_AVAILABLE RECORDS_
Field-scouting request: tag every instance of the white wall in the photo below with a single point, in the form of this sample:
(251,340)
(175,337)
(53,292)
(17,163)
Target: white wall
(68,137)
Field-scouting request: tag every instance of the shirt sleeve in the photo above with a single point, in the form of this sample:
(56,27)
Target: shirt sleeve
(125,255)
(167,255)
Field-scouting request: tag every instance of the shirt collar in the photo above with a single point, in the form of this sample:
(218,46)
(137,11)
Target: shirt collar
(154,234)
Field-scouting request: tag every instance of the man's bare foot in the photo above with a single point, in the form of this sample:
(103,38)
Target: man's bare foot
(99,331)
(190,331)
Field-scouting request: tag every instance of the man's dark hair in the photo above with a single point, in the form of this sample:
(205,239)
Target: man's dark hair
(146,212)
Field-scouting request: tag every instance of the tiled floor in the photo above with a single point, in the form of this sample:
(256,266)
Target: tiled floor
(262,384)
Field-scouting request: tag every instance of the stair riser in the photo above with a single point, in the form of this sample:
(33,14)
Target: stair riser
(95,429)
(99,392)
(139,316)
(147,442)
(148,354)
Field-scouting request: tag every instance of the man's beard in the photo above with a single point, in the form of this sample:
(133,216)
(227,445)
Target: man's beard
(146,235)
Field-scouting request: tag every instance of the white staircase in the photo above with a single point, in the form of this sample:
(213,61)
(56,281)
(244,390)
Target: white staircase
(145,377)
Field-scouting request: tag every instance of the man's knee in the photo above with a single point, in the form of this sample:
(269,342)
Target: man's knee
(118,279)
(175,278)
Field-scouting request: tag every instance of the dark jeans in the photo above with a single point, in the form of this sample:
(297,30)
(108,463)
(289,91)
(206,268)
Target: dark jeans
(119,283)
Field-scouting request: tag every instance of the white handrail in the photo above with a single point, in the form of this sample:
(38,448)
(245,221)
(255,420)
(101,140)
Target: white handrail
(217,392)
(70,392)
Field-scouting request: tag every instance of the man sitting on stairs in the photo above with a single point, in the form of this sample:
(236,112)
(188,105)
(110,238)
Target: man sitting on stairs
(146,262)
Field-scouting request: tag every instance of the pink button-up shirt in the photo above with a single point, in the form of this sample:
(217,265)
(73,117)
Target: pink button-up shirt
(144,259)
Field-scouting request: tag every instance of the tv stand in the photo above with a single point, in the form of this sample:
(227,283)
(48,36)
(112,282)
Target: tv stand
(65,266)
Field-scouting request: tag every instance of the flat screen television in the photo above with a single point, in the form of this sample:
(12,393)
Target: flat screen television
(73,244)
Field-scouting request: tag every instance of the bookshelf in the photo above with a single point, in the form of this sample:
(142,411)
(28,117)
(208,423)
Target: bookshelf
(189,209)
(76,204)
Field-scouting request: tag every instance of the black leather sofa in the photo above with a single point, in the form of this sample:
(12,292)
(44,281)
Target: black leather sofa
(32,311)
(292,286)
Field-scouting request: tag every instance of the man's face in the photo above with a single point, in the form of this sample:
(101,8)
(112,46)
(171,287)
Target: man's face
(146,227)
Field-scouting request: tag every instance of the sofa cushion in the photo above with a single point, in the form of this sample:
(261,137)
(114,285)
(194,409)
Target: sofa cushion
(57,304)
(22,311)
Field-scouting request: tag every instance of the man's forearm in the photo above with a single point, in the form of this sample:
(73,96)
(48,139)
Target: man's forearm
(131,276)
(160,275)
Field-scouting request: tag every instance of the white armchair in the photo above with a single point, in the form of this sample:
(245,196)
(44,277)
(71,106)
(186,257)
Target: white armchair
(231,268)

_WORK REQUIRED_
Every record above needs to be given again exactly.

_PROBLEM SOLUTION_
Field-scouting request: tag every instance of the white wall in the photo below with a single point, in the form of this sample:
(251,340)
(175,337)
(53,292)
(17,163)
Target: white wall
(68,137)
Field-scouting request: tag every instance of the shirt sleeve in the photo above with a single point, in the form of this sample:
(56,27)
Target: shirt sleeve
(125,255)
(167,255)
Field-scouting request: tag every instance of the shirt collar in the photo above with a single point, in the form of this sample:
(218,46)
(137,11)
Target: shirt collar
(154,234)
Field-scouting request: tag every instance of the man's bare foot in the photo above with a single point, in the form of this sample:
(103,38)
Target: man's bare foot
(99,331)
(190,331)
Field-scouting request: tag every instance of the man's dark hair in the photo above with a single point, in the form of this sample:
(205,239)
Target: man's dark hair
(146,212)
Field-scouting request: tag every instance of the tiled floor in the photo above with a single point, in the form of this sample:
(256,266)
Target: tiled floor
(262,384)
Field-scouting request: tag every instance of the stair riser in the photo above with a single point, in the form of this sample:
(33,14)
Target: stair riser
(95,429)
(99,392)
(139,316)
(147,442)
(148,354)
Field-scouting request: tag every instance of the man's beard in the photo above with a single point, in the form of this sample:
(133,216)
(227,445)
Target: man's beard
(146,235)
Field-scouting request: tag every instance of the white staircase in the photo above with a single point, in the form of this sample:
(213,61)
(56,281)
(244,390)
Target: white staircase
(145,377)
Field-scouting request: tag every instance of the man's knee in the photo above with a single point, in the form of this sample:
(269,342)
Target: man's knee
(118,279)
(175,278)
Field-scouting request: tag every instance of the dark jeans in the photo above with a single point, in the form of this sample:
(297,30)
(108,463)
(289,91)
(206,268)
Target: dark jeans
(119,283)
Field-scouting request: tag every instance of the white handrail in the photo above with a single point, in the form of this sample:
(38,448)
(245,221)
(255,420)
(101,140)
Target: white handrail
(217,392)
(70,392)
Field-scouting request: tag every instance of the man sitting on stairs in the photo above with a single point, in the form of this sample:
(236,112)
(188,105)
(110,238)
Target: man sitting on stairs
(146,262)
Field-scouting request: tag every instance of the pink button-up shirt in the photo above with a single point, in the form of this sample:
(217,265)
(73,117)
Target: pink button-up shirt
(144,259)
Field-scouting request: tag every instance of the tv stand in the photo above with a single point, in the form of this sample:
(227,283)
(48,36)
(112,282)
Target: tv stand
(65,266)
Field-scouting request: tag every instance of the flat screen television in the photo above with a single point, in the form of this sample:
(12,393)
Target: flat screen television
(73,244)
Field-scouting request: tag every instance of the bookshelf in the photo above with a single point, in the form of this sample:
(142,411)
(28,117)
(208,423)
Target: bookshelf
(189,209)
(76,204)
Field-scouting request: tag every instance of the black leather sofa in the photo above with a single point, in the form of this sample:
(12,292)
(44,281)
Target: black leather sofa
(32,311)
(292,286)
Field-scouting request: tag every instance of the man's face in the photo above with a single point, in the form of this sample:
(101,8)
(112,46)
(171,287)
Target: man's face
(146,227)
Field-scouting request: tag every instance of the sofa cushion in the photo above with a single point, in the form of this sample:
(261,137)
(114,285)
(194,409)
Target: sofa cushion
(57,304)
(22,311)
Field-scouting request: tag every instance of the man's forearm in the photo above with a single point, in the form of this sample:
(73,96)
(48,139)
Target: man's forearm
(131,276)
(160,275)
Field-scouting request: tag every instance of the white armchair in the photo above with a single point, in the form of this sample:
(245,196)
(44,277)
(71,106)
(186,257)
Target: white armchair
(231,268)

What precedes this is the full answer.